▸ Exercise
Rewrite the lines below as a JSON list of strings, one string per line, leaving out any blank lines.

# Start of Given data

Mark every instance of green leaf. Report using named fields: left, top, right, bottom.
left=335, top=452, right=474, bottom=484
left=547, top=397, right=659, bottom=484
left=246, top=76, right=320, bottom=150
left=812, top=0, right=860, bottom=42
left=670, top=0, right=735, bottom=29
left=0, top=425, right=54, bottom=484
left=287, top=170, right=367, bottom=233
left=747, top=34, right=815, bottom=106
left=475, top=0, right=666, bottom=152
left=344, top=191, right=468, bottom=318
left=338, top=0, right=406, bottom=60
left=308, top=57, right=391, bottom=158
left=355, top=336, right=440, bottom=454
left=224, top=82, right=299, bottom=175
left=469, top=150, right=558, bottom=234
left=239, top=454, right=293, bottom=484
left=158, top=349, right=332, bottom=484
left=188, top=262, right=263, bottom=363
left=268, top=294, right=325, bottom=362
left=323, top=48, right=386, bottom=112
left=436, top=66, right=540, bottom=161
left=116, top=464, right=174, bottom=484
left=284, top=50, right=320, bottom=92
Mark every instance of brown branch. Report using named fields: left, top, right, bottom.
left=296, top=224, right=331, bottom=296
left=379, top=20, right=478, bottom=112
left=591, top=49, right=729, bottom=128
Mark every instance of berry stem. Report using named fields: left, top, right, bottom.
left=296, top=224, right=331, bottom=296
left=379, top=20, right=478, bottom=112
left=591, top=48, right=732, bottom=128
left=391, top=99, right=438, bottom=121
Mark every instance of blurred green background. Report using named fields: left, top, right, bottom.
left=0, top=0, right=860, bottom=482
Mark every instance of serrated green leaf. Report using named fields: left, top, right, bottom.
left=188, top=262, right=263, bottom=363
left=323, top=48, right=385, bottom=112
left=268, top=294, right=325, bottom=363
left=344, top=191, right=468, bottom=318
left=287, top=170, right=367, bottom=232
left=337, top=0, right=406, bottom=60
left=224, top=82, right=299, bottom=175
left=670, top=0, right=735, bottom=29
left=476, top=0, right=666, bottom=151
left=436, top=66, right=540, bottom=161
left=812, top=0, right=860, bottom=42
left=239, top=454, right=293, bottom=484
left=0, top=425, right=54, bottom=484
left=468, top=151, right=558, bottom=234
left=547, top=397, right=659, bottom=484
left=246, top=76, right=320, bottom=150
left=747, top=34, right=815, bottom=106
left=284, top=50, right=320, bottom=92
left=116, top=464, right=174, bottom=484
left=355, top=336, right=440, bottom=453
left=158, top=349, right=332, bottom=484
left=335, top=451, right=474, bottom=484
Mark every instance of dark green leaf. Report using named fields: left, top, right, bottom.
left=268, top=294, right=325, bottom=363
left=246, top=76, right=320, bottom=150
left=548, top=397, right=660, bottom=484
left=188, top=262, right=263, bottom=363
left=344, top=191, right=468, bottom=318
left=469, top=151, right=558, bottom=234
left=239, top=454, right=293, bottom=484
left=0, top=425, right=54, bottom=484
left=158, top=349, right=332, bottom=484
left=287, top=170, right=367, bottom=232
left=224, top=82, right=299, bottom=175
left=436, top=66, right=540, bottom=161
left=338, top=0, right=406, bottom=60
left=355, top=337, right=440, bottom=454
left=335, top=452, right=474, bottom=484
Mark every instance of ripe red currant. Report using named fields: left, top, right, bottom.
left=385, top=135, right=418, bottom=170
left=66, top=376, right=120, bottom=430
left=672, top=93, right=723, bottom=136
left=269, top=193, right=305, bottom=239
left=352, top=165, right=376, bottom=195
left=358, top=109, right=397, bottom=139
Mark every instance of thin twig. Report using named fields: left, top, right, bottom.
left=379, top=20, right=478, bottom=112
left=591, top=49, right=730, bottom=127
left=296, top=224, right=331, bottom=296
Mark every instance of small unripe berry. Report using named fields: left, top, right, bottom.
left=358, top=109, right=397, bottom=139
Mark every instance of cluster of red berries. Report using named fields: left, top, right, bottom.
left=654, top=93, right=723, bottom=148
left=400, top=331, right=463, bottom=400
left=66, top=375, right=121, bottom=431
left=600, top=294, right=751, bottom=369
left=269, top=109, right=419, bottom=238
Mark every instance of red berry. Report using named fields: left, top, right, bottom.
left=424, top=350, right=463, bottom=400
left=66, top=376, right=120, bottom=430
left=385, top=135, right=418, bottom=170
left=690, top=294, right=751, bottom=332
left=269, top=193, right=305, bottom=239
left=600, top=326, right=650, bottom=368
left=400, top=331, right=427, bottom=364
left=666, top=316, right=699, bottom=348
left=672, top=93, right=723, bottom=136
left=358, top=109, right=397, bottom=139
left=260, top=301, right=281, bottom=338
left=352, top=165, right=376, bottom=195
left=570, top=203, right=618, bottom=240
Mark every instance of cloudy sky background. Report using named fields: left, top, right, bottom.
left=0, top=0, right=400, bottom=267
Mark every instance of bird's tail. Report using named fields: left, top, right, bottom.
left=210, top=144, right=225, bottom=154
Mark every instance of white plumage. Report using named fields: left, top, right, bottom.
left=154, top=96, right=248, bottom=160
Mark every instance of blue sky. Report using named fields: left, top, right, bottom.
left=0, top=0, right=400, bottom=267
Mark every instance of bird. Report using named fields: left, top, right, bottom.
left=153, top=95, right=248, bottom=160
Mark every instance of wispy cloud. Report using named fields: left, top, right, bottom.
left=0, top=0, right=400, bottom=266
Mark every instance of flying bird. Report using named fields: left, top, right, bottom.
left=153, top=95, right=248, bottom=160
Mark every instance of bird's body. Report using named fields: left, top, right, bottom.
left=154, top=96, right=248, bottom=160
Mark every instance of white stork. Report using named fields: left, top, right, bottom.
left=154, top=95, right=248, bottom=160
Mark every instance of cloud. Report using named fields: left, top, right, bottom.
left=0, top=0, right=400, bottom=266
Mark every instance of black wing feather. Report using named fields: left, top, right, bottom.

# End of Given data

▸ Solution for this exercise
[
  "Mark every instance of green leaf. Report using named fields: left, top, right, bottom.",
  "left=335, top=452, right=474, bottom=484",
  "left=547, top=397, right=659, bottom=484",
  "left=246, top=76, right=320, bottom=150",
  "left=812, top=0, right=860, bottom=42",
  "left=670, top=0, right=735, bottom=29",
  "left=0, top=425, right=54, bottom=484",
  "left=287, top=170, right=367, bottom=233",
  "left=747, top=34, right=815, bottom=106",
  "left=475, top=0, right=666, bottom=152",
  "left=344, top=191, right=468, bottom=318",
  "left=338, top=0, right=406, bottom=60",
  "left=308, top=57, right=391, bottom=158",
  "left=355, top=336, right=440, bottom=454",
  "left=224, top=82, right=299, bottom=175",
  "left=469, top=150, right=558, bottom=234",
  "left=239, top=454, right=293, bottom=484",
  "left=158, top=349, right=332, bottom=484",
  "left=188, top=262, right=263, bottom=363",
  "left=268, top=294, right=325, bottom=362",
  "left=323, top=48, right=386, bottom=112",
  "left=436, top=66, right=540, bottom=161",
  "left=116, top=464, right=174, bottom=484",
  "left=284, top=50, right=320, bottom=92",
  "Mark every instance of brown branch. Report using named fields: left, top, right, bottom.",
  "left=296, top=224, right=331, bottom=296",
  "left=379, top=20, right=478, bottom=112",
  "left=591, top=49, right=729, bottom=128",
  "Mark every instance of berry stem. Report using named fields: left, top, right, bottom.",
  "left=296, top=224, right=331, bottom=296",
  "left=379, top=20, right=478, bottom=112",
  "left=591, top=48, right=732, bottom=128",
  "left=391, top=99, right=438, bottom=121",
  "Mark every instance of blurred green background. Report using named fields: left, top, right, bottom.",
  "left=0, top=0, right=860, bottom=482",
  "Mark every instance of serrated green leaf. Report using named fields: left, top, right, bottom.",
  "left=188, top=262, right=263, bottom=363",
  "left=323, top=48, right=385, bottom=112",
  "left=268, top=294, right=325, bottom=363",
  "left=344, top=191, right=468, bottom=318",
  "left=287, top=170, right=367, bottom=232",
  "left=337, top=0, right=406, bottom=60",
  "left=224, top=82, right=299, bottom=175",
  "left=670, top=0, right=735, bottom=29",
  "left=476, top=0, right=666, bottom=151",
  "left=436, top=66, right=540, bottom=161",
  "left=812, top=0, right=860, bottom=42",
  "left=239, top=454, right=293, bottom=484",
  "left=0, top=425, right=54, bottom=484",
  "left=468, top=151, right=558, bottom=234",
  "left=547, top=397, right=659, bottom=484",
  "left=246, top=76, right=320, bottom=150",
  "left=747, top=34, right=815, bottom=106",
  "left=284, top=50, right=320, bottom=92",
  "left=116, top=464, right=174, bottom=484",
  "left=355, top=336, right=440, bottom=453",
  "left=158, top=349, right=332, bottom=484",
  "left=335, top=451, right=474, bottom=484",
  "Mark every instance of dark green leaf. Report using named fields: left, top, right, bottom.",
  "left=268, top=294, right=325, bottom=363",
  "left=246, top=76, right=320, bottom=150",
  "left=548, top=397, right=660, bottom=484",
  "left=188, top=262, right=263, bottom=363",
  "left=344, top=191, right=468, bottom=318",
  "left=469, top=151, right=558, bottom=234",
  "left=239, top=454, right=293, bottom=484",
  "left=0, top=425, right=54, bottom=484",
  "left=158, top=349, right=332, bottom=484",
  "left=287, top=170, right=367, bottom=232",
  "left=224, top=82, right=299, bottom=175",
  "left=436, top=66, right=540, bottom=161",
  "left=338, top=0, right=406, bottom=60",
  "left=355, top=337, right=440, bottom=454",
  "left=335, top=452, right=474, bottom=484",
  "Mark every instance of ripe red currant. Report using named fields: left, top, right, bottom.",
  "left=385, top=135, right=418, bottom=170",
  "left=66, top=376, right=120, bottom=430",
  "left=672, top=93, right=723, bottom=136",
  "left=269, top=193, right=305, bottom=239",
  "left=352, top=165, right=376, bottom=195",
  "left=358, top=109, right=397, bottom=139",
  "Mark every instance of thin twig. Report using named fields: left, top, right, bottom.",
  "left=379, top=20, right=478, bottom=112",
  "left=591, top=49, right=730, bottom=127",
  "left=296, top=224, right=331, bottom=296",
  "Mark every instance of small unripe berry. Report using named fields: left, top, right, bottom.",
  "left=358, top=109, right=397, bottom=139",
  "Mark every instance of cluster of red berries. Report using named fields: left, top, right, bottom.",
  "left=654, top=93, right=723, bottom=148",
  "left=400, top=331, right=463, bottom=400",
  "left=66, top=375, right=121, bottom=431",
  "left=600, top=294, right=751, bottom=369",
  "left=269, top=109, right=419, bottom=238",
  "Mark every instance of red berry. Report using named fields: left, top, right, bottom.",
  "left=424, top=350, right=463, bottom=400",
  "left=66, top=376, right=120, bottom=430",
  "left=385, top=135, right=418, bottom=170",
  "left=690, top=294, right=751, bottom=332",
  "left=269, top=193, right=305, bottom=239",
  "left=600, top=326, right=650, bottom=368",
  "left=400, top=331, right=427, bottom=364",
  "left=666, top=316, right=699, bottom=348",
  "left=672, top=93, right=723, bottom=136",
  "left=358, top=109, right=397, bottom=139",
  "left=260, top=301, right=281, bottom=338",
  "left=352, top=165, right=376, bottom=195",
  "left=570, top=203, right=618, bottom=240",
  "Mark every instance of cloudy sky background. Report using named fields: left, top, right, bottom.",
  "left=0, top=0, right=400, bottom=267",
  "Mark every instance of bird's tail. Report using named fields: left, top, right, bottom.",
  "left=210, top=144, right=225, bottom=154",
  "Mark every instance of white plumage. Report using named fields: left, top, right, bottom.",
  "left=154, top=96, right=248, bottom=160",
  "Mark every instance of blue sky. Report using named fields: left, top, right, bottom.",
  "left=0, top=0, right=400, bottom=267",
  "Mark every instance of bird. Report using named fields: left, top, right, bottom.",
  "left=153, top=95, right=248, bottom=160",
  "Mark every instance of wispy cloud. Report using named fields: left, top, right, bottom.",
  "left=0, top=0, right=400, bottom=266",
  "Mark every instance of flying bird. Report using named fields: left, top, right, bottom.",
  "left=153, top=95, right=248, bottom=160",
  "Mark every instance of bird's body. Report using named fields: left, top, right, bottom.",
  "left=154, top=96, right=248, bottom=160",
  "Mark every instance of white stork. Report using named fields: left, top, right, bottom.",
  "left=154, top=95, right=248, bottom=160",
  "Mark every instance of cloud. Report using named fields: left, top, right, bottom.",
  "left=0, top=0, right=400, bottom=266",
  "Mark every instance of black wing feather. Report using named fields: left, top, right, bottom."
]